Records from a collection:
Content starts

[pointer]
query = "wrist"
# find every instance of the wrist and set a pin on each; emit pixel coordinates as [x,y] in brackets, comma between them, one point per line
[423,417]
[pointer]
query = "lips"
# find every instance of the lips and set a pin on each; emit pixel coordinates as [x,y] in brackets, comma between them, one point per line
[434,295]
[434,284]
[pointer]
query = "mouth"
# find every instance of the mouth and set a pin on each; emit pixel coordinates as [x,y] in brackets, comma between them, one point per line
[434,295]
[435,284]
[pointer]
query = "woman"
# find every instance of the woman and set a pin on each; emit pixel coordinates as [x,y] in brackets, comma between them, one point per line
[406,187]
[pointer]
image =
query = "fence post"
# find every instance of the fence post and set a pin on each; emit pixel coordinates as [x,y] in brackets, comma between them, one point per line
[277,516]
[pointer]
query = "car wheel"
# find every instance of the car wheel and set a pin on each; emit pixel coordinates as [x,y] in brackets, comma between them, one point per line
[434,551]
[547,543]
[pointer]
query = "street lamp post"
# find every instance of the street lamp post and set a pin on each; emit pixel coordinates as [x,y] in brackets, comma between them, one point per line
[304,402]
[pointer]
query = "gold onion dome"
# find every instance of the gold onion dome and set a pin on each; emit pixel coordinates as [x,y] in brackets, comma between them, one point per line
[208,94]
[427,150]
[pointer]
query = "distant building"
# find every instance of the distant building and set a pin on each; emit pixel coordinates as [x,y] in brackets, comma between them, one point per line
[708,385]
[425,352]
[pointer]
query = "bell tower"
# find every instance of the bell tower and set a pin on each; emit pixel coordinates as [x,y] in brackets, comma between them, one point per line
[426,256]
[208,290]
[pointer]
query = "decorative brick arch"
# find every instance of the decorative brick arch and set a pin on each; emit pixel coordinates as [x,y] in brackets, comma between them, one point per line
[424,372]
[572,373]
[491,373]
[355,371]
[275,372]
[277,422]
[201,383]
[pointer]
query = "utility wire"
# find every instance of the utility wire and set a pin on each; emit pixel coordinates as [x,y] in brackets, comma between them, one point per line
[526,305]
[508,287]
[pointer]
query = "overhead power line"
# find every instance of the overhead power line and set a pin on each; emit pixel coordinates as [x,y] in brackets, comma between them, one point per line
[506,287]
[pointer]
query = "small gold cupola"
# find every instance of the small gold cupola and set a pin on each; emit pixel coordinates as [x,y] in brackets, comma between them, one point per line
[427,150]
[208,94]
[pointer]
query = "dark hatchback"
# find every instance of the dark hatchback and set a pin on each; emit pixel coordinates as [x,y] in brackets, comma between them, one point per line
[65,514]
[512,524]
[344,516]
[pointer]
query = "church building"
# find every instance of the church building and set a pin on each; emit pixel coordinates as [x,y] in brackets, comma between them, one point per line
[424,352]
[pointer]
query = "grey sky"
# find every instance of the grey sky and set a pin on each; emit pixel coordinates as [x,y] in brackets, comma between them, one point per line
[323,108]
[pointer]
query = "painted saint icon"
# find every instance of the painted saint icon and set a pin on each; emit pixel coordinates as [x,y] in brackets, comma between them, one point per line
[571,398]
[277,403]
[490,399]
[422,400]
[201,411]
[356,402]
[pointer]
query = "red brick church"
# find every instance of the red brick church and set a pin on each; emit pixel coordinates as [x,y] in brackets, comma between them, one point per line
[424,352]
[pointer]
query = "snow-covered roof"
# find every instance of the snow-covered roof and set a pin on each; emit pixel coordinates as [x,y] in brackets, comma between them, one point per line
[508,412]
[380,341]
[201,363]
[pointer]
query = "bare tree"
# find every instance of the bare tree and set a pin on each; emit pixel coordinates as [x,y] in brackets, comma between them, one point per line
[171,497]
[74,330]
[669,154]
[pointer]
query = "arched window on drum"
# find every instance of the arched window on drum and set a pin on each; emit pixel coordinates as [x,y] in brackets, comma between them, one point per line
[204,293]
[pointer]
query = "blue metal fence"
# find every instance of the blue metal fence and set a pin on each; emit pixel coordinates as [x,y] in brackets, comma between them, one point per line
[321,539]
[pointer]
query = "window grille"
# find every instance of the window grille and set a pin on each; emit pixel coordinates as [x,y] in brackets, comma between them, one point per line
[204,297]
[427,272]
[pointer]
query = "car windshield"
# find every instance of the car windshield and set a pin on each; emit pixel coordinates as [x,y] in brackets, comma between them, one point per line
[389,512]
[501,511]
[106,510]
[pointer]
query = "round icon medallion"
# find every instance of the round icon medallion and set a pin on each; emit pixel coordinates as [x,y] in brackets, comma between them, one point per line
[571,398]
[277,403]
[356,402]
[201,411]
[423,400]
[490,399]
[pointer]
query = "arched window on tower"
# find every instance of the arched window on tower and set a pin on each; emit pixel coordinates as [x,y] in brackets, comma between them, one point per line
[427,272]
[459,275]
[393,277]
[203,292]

Content ends

*About this exercise*: Exact duplication of all the data above is expected.

*Solution to this task*:
[pointer]
query = "wrist"
# find every instance of the wrist and set a pin on each; emit pixel coordinates as [x,y] in brackets, comma between them, one point per line
[423,417]
[pointer]
query = "lips"
# find every instance of the lips and set a pin on each; emit pixel coordinates as [x,y] in brackets, comma between them, one point per line
[434,295]
[434,284]
[pointer]
query = "mouth"
# find every instance of the mouth and set a pin on each; emit pixel coordinates as [x,y] in brackets, comma between them, one point per line
[434,295]
[435,284]
[pointer]
query = "woman"
# find every instance of the woman and set a pin on each; emit pixel coordinates as [x,y] in brackets, comma between them, one point per line
[406,187]
[pointer]
image =
query = "fence post"
# find every instance of the fence post and set a pin on each; emit pixel coordinates as [x,y] in brackets, comma between them, one point per line
[277,516]
[pointer]
query = "car wheel"
# find every instance of the car wheel and set a pin on each; emit pixel coordinates as [x,y] in brackets, comma between them, one point per line
[434,551]
[547,543]
[pointer]
query = "street lamp post"
# find every instance of the street lamp post and set a pin on each; emit pixel coordinates as [x,y] in brackets, comma between them, one point per line
[304,402]
[pointer]
query = "gold onion dome"
# find every instance of the gold onion dome and set a pin on each; emit pixel coordinates as [x,y] in brackets, comma between them, one point per line
[208,94]
[427,150]
[pointer]
query = "distant building"
# find every instance of the distant building and set a pin on each; emit pixel coordinates as [x,y] in brackets, comma between them, one point per line
[708,385]
[425,352]
[pointer]
query = "bell tower"
# find every instance of the bell tower and set a pin on each; emit pixel coordinates as [x,y] in brackets, comma between them, one point per line
[426,256]
[208,290]
[pointer]
query = "decorative brick arch"
# find every instance of the decorative brick arch and set a pin on each; emit pixel coordinates as [x,y] in brackets, comma between them, one point per line
[424,372]
[572,373]
[491,373]
[355,371]
[275,372]
[277,422]
[201,383]
[pointer]
query = "utility wire"
# find every instance of the utility wire and set a pin on each; emit pixel coordinates as [x,y] in brackets, comma between them, one point per line
[526,305]
[508,287]
[pointer]
query = "overhead power line"
# find every instance of the overhead power line and set a pin on each; emit pixel coordinates as [x,y] in brackets, comma between them, one point per line
[506,287]
[pointer]
query = "small gold cupola"
# find every instance of the small gold cupola and set a pin on each; emit pixel coordinates as [x,y] in brackets, comma between them, one point per line
[427,150]
[208,94]
[pointer]
query = "dark hatchback"
# find every instance of the dark hatchback and set a pin on each; emit pixel coordinates as [x,y] in brackets, comma between them, one point per line
[65,514]
[512,524]
[344,516]
[pointer]
query = "church building"
# find every instance of the church building and set a pin on each; emit pixel coordinates as [x,y] in brackets, comma between them, one point per line
[424,352]
[pointer]
query = "grey sky"
# find every instance of the grey sky and set a pin on each; emit pixel coordinates as [x,y] in brackets, comma between them, one point per line
[323,108]
[pointer]
query = "painted saint icon"
# find every instance of the painted saint icon and set a pin on each; emit pixel coordinates as [x,y] in brackets, comma between them, one point per line
[571,398]
[277,403]
[490,399]
[422,400]
[201,411]
[356,402]
[pointer]
query = "red brick church"
# find every instance of the red brick church and set a pin on each; emit pixel coordinates as [x,y] in brackets, comma between them, one point per line
[424,352]
[pointer]
query = "snow-covered roof"
# find every instance of the snow-covered roof and set a pin on each; emit pixel coordinates as [x,y] in brackets, comma between them, one point per line
[508,412]
[380,341]
[201,363]
[pointer]
query = "bare tree"
# find every instance of the bare tree and set a pin on each; emit pixel coordinates as [x,y] in brackets, comma between them, one point per line
[171,497]
[74,330]
[669,154]
[pointer]
query = "arched window on drum"
# find every instance of the arched window on drum and set a pin on each; emit pixel coordinates as [x,y] in brackets, comma between them, one point per line
[204,293]
[pointer]
query = "blue metal fence"
# find every instance of the blue metal fence and set a pin on each; emit pixel coordinates as [x,y] in brackets, comma between them, one point per line
[321,539]
[pointer]
query = "window grille"
# find every instance of the window grille and set a pin on each; emit pixel coordinates as [x,y] in brackets, comma between them, one point per line
[204,297]
[427,272]
[pointer]
query = "car windshield"
# find every instance of the car windshield and set a pin on each; emit pixel coordinates as [x,y] in brackets, comma between them, one point per line
[389,512]
[501,511]
[106,510]
[pointer]
query = "round icon medallion"
# find every instance of the round icon medallion and set a pin on each; emit pixel coordinates as [x,y] in brackets, comma between them, one point per line
[571,398]
[277,403]
[356,402]
[201,411]
[423,400]
[490,399]
[pointer]
query = "arched window on tower"
# find every instance of the arched window on tower and set a pin on each; emit pixel coordinates as [x,y] in brackets, comma between them, one point per line
[427,272]
[459,275]
[393,277]
[203,292]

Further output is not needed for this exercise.